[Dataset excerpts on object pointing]

-- -- --

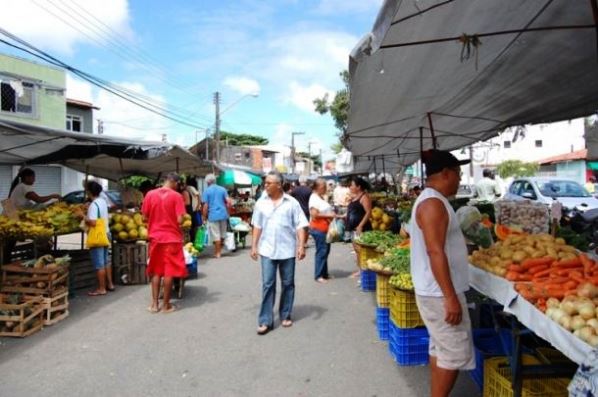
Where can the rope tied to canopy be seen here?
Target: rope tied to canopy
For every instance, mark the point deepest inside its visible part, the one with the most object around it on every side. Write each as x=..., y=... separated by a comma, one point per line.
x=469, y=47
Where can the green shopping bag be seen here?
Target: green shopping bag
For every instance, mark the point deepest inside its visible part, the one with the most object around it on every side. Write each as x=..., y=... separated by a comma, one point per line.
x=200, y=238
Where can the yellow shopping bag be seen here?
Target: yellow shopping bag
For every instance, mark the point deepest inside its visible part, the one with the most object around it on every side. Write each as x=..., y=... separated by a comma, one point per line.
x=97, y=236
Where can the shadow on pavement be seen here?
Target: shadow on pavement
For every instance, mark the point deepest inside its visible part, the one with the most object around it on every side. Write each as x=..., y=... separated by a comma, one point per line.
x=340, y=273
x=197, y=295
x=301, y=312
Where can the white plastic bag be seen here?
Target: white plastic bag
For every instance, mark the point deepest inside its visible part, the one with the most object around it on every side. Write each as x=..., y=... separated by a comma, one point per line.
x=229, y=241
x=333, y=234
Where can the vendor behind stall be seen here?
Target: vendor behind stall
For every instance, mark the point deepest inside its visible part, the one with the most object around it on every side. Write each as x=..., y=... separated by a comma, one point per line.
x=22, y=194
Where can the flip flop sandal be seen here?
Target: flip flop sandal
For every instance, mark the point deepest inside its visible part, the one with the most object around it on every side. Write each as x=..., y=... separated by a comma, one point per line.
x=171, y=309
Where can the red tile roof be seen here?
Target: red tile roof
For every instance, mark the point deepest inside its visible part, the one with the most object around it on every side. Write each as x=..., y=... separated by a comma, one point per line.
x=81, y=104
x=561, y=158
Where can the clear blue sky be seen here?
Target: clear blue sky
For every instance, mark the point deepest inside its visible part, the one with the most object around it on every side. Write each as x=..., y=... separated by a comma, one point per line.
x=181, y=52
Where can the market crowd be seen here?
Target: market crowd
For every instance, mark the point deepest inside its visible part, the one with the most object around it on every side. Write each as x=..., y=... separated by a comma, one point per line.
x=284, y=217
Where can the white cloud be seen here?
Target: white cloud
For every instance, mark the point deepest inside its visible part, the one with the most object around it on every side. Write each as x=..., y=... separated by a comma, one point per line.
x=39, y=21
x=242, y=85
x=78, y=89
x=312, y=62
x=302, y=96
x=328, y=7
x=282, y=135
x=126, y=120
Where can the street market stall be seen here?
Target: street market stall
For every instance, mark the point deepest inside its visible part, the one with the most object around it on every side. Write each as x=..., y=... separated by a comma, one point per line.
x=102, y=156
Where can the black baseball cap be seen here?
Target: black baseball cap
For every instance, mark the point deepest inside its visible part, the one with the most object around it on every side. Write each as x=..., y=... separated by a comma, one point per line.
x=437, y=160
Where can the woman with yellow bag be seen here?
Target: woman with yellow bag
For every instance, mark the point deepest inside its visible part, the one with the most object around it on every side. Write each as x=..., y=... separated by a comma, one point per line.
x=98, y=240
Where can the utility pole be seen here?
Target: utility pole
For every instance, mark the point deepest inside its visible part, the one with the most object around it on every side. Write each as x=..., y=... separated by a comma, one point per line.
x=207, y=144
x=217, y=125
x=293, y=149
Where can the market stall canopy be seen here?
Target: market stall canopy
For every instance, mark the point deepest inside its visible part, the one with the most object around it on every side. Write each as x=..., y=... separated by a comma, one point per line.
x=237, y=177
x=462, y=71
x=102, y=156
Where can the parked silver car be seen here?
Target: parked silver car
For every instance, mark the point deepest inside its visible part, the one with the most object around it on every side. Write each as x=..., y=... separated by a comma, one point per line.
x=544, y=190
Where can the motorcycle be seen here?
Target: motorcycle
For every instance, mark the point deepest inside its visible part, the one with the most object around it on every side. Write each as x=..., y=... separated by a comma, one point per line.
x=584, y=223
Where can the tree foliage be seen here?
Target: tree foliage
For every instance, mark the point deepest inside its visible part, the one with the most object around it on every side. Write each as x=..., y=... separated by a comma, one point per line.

-- -- --

Goal of the exercise: Rescale the listing from the line with "Where can the clear blue sky be seen here?" up to and including the line with "x=181, y=52", writing out each of those lines again with the requests included. Multiply every coordinate in the answers by 1.75 and round to whole numbers, with halves rounded up.

Correct output:
Where can the clear blue sky be seen here?
Target: clear blue sky
For every instance, mark the point deepest inside its visible part, the one with the most object around it on every side. Write each as x=..., y=... separated by a comma, one point per line.
x=317, y=91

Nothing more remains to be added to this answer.